▶ [MATERIAL]:
+===+

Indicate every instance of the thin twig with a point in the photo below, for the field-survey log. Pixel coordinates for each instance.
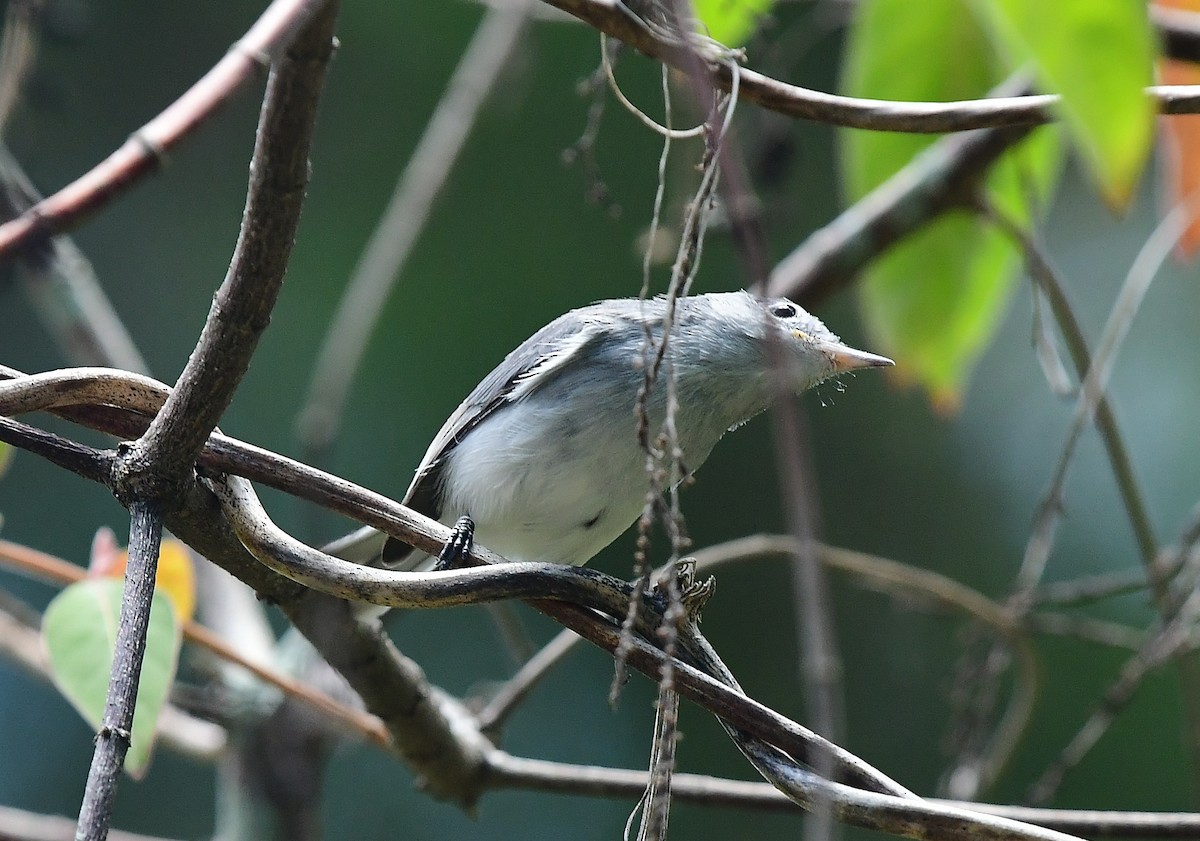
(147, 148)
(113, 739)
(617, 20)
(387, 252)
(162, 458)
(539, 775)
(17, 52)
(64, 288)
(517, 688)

+===+

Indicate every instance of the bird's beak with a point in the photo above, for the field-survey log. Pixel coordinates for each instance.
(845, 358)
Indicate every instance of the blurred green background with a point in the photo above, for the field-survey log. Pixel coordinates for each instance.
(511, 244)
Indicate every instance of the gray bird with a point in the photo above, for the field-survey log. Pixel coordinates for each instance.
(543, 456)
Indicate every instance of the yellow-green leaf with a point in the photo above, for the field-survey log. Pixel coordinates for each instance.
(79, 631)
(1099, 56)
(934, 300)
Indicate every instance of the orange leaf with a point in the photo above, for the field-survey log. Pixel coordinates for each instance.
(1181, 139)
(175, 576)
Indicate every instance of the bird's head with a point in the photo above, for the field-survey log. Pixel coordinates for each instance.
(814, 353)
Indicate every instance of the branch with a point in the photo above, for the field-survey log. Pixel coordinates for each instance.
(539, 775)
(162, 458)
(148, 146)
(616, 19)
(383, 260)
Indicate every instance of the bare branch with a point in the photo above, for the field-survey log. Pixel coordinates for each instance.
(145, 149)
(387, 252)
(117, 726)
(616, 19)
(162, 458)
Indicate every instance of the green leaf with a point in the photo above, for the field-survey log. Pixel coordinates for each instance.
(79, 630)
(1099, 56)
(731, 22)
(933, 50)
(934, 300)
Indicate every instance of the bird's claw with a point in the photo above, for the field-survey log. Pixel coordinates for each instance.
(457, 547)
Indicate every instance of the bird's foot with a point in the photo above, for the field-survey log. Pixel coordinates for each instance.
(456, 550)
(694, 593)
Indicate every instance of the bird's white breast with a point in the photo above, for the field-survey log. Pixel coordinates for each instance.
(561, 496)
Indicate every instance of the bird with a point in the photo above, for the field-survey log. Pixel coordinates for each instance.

+===+

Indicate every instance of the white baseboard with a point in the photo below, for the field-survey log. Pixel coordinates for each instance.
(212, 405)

+===+

▶ [SHORT PROBLEM]: Turn the data from the line with "Indicate every instance of the bird's white" up to and including the line with "Indicate every instance of the bird with" into a Markdown table with two columns, Row and Line. Give each line its own row number and leave out blank lines.

▶ [RESULT OF THE TASK]:
| Row | Line |
|---|---|
| 1 | Indicate every instance of the bird's white breast with a point in the photo above, for the field-survey log. Pixel coordinates for each instance. |
| 2 | (561, 496) |
| 3 | Indicate every instance of the bird with a point in the photo above, for the field-survey log. Pixel coordinates for each instance. |